Labels for object points:
** BEGIN **

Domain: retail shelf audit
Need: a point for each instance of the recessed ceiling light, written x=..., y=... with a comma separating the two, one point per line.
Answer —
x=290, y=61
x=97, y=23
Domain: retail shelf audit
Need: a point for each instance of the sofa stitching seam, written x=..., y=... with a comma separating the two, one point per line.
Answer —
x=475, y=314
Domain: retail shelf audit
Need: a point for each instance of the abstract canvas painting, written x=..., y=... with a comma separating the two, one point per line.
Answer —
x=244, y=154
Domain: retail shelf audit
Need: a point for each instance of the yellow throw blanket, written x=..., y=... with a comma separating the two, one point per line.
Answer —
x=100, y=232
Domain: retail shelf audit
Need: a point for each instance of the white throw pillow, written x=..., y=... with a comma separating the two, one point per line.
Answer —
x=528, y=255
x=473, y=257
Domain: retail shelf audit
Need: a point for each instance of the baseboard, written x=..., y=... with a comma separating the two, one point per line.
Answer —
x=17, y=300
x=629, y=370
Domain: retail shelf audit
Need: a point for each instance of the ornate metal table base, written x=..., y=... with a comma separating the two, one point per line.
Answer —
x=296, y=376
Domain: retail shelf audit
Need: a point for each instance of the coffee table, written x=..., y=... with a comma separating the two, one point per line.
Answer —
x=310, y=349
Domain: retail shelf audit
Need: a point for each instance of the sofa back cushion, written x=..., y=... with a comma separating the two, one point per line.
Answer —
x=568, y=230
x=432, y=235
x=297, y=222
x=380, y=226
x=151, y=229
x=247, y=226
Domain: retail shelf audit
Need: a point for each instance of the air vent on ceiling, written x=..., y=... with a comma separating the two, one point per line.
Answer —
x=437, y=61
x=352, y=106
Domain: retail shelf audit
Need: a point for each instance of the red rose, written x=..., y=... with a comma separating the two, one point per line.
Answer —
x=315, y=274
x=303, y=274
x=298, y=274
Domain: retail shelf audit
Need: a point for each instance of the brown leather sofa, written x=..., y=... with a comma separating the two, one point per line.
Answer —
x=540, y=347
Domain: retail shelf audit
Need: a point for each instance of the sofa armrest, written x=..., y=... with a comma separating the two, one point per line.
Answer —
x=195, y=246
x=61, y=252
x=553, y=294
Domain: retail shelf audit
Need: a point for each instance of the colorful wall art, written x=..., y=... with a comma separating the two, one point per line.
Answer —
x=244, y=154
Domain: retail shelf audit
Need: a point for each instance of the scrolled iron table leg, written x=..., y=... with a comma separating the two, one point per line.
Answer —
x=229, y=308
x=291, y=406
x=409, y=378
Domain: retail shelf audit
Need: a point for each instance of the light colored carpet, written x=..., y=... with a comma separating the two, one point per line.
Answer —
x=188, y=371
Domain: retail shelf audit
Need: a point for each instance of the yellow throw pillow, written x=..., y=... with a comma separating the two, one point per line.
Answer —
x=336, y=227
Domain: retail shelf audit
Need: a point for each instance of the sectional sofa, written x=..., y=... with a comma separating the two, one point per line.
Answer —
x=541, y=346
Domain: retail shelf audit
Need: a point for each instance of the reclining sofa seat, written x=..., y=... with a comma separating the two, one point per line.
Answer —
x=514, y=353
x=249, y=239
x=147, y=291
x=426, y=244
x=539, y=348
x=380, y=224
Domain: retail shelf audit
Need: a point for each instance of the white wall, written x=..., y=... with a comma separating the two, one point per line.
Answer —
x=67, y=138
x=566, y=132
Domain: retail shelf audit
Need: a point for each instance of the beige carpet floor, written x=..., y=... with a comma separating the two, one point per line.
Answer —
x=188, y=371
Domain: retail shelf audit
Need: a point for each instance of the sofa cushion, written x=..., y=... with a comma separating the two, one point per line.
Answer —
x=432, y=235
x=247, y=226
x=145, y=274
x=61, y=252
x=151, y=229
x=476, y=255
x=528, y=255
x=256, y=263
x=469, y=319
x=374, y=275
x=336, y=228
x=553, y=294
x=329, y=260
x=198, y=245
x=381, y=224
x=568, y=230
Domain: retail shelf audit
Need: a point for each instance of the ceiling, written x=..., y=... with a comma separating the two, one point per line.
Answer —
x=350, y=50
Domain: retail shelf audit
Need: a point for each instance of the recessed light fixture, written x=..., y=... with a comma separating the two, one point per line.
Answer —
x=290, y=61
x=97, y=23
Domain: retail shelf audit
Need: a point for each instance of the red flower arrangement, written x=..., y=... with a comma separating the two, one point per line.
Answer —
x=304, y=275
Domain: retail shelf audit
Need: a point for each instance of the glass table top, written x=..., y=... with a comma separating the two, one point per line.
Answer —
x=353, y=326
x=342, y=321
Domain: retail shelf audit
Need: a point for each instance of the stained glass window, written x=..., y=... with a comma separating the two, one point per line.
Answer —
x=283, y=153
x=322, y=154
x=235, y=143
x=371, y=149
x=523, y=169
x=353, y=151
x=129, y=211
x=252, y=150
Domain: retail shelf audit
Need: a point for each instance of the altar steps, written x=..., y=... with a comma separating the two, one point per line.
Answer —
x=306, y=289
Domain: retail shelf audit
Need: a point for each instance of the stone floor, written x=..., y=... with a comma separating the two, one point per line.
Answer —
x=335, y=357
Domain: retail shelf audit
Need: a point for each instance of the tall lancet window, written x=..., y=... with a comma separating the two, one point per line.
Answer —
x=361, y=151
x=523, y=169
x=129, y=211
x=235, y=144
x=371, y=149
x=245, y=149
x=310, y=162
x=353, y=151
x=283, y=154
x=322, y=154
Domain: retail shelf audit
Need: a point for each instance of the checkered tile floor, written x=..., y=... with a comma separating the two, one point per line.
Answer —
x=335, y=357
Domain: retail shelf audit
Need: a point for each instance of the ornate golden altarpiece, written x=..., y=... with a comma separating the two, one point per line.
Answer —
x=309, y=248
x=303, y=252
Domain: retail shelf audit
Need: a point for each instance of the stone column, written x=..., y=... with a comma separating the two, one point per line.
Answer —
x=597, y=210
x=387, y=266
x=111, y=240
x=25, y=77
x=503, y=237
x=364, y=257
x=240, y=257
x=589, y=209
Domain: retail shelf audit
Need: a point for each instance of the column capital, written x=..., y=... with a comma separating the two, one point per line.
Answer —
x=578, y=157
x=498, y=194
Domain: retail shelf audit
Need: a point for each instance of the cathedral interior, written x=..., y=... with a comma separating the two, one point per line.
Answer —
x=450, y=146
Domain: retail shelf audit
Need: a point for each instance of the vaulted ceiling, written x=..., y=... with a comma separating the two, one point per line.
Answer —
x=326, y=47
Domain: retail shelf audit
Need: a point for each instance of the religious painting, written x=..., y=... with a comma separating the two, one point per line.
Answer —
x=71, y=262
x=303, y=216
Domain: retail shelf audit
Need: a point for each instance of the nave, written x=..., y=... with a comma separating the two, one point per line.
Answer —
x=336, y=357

** END **

Pull out every line of the rows above that contains the word "glass", matching case exactly.

Need: a point for each instance of the glass table top, written x=..., y=... with a comma separating the two, one point per line.
Need: a point for each instance of the stained glass window, written x=..., y=... with a comma separating the two, one point per line.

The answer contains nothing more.